[Collection entries]
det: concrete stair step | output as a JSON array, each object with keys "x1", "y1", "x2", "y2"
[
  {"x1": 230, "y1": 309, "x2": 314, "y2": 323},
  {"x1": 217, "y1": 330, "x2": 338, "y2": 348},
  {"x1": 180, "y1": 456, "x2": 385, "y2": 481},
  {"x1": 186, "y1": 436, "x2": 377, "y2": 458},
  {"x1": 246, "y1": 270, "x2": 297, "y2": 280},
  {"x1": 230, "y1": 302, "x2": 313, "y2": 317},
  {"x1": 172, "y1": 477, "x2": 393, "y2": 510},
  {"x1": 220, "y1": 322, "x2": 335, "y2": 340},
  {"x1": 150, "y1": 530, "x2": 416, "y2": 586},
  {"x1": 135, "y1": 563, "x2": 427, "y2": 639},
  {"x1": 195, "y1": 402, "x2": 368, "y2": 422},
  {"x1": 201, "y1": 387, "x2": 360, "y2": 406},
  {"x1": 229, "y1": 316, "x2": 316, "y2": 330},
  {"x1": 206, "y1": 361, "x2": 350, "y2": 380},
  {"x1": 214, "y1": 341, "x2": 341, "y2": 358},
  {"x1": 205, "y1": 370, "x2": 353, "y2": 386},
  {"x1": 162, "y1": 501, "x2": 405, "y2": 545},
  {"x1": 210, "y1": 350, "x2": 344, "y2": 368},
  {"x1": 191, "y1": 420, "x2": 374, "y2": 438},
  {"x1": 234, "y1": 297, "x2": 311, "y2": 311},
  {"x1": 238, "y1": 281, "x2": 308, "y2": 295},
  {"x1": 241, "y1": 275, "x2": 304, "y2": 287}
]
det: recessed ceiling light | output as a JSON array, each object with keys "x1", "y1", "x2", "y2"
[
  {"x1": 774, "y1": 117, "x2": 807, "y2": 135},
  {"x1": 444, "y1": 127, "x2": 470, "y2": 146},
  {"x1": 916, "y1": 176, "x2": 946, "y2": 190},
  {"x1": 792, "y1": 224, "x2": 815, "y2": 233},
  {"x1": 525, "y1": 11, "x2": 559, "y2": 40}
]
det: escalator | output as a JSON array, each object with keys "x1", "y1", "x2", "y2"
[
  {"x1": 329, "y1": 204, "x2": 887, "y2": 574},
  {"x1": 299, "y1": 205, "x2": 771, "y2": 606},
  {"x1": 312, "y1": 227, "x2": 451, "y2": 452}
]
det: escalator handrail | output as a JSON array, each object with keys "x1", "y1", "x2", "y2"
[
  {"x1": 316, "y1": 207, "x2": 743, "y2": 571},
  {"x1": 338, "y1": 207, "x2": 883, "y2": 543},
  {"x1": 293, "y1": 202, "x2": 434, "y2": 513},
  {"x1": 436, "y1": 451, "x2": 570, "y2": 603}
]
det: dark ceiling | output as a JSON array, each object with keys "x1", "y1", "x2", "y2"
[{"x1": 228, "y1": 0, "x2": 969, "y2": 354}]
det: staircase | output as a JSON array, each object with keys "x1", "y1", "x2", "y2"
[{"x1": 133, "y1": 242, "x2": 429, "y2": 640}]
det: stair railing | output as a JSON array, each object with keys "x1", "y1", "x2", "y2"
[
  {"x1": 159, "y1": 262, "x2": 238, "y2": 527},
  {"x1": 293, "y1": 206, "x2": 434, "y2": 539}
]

▶ _TRY IT_
The records above should be transcribed in full, with no differences.

▶ _RESULT FOR THIS EXERCISE_
det: concrete stair step | output as a JSON array, each object with keys "x1", "y1", "x2", "y2"
[
  {"x1": 230, "y1": 309, "x2": 314, "y2": 323},
  {"x1": 217, "y1": 330, "x2": 338, "y2": 348},
  {"x1": 180, "y1": 456, "x2": 385, "y2": 481},
  {"x1": 186, "y1": 436, "x2": 377, "y2": 458},
  {"x1": 246, "y1": 270, "x2": 297, "y2": 280},
  {"x1": 230, "y1": 302, "x2": 313, "y2": 317},
  {"x1": 172, "y1": 477, "x2": 393, "y2": 510},
  {"x1": 220, "y1": 322, "x2": 335, "y2": 340},
  {"x1": 150, "y1": 530, "x2": 416, "y2": 586},
  {"x1": 135, "y1": 563, "x2": 427, "y2": 639},
  {"x1": 195, "y1": 402, "x2": 368, "y2": 422},
  {"x1": 201, "y1": 387, "x2": 360, "y2": 406},
  {"x1": 229, "y1": 316, "x2": 316, "y2": 330},
  {"x1": 206, "y1": 361, "x2": 350, "y2": 380},
  {"x1": 214, "y1": 341, "x2": 341, "y2": 358},
  {"x1": 205, "y1": 370, "x2": 353, "y2": 386},
  {"x1": 162, "y1": 501, "x2": 405, "y2": 545},
  {"x1": 210, "y1": 350, "x2": 344, "y2": 368},
  {"x1": 191, "y1": 420, "x2": 374, "y2": 438},
  {"x1": 234, "y1": 297, "x2": 311, "y2": 311},
  {"x1": 238, "y1": 281, "x2": 308, "y2": 295},
  {"x1": 241, "y1": 275, "x2": 304, "y2": 287}
]
det: recessed ceiling light | output as a JSON array, each object with keys "x1", "y1", "x2", "y2"
[
  {"x1": 774, "y1": 117, "x2": 807, "y2": 135},
  {"x1": 444, "y1": 127, "x2": 470, "y2": 146},
  {"x1": 916, "y1": 176, "x2": 946, "y2": 190},
  {"x1": 792, "y1": 224, "x2": 815, "y2": 233},
  {"x1": 525, "y1": 11, "x2": 559, "y2": 40}
]
det: escalator | output as a JSON array, each object with keys "x1", "y1", "x2", "y2"
[
  {"x1": 329, "y1": 204, "x2": 887, "y2": 574},
  {"x1": 299, "y1": 205, "x2": 771, "y2": 606},
  {"x1": 312, "y1": 227, "x2": 451, "y2": 452}
]
det: escalator handrail | output as a JSON array, each object with keys "x1", "y1", "x2", "y2"
[
  {"x1": 316, "y1": 207, "x2": 743, "y2": 571},
  {"x1": 338, "y1": 207, "x2": 883, "y2": 543},
  {"x1": 293, "y1": 202, "x2": 434, "y2": 513},
  {"x1": 436, "y1": 451, "x2": 570, "y2": 603}
]
det: dark ceiling | output as a JSON array, each object with keys "x1", "y1", "x2", "y2"
[{"x1": 228, "y1": 0, "x2": 969, "y2": 354}]
det: staircase | output as a JSON array, each object with keys "x1", "y1", "x2", "y2"
[{"x1": 133, "y1": 242, "x2": 429, "y2": 640}]
det: stair railing | output as a JSON array, each object with keys "x1", "y1", "x2", "y2"
[
  {"x1": 159, "y1": 262, "x2": 238, "y2": 527},
  {"x1": 293, "y1": 206, "x2": 434, "y2": 539}
]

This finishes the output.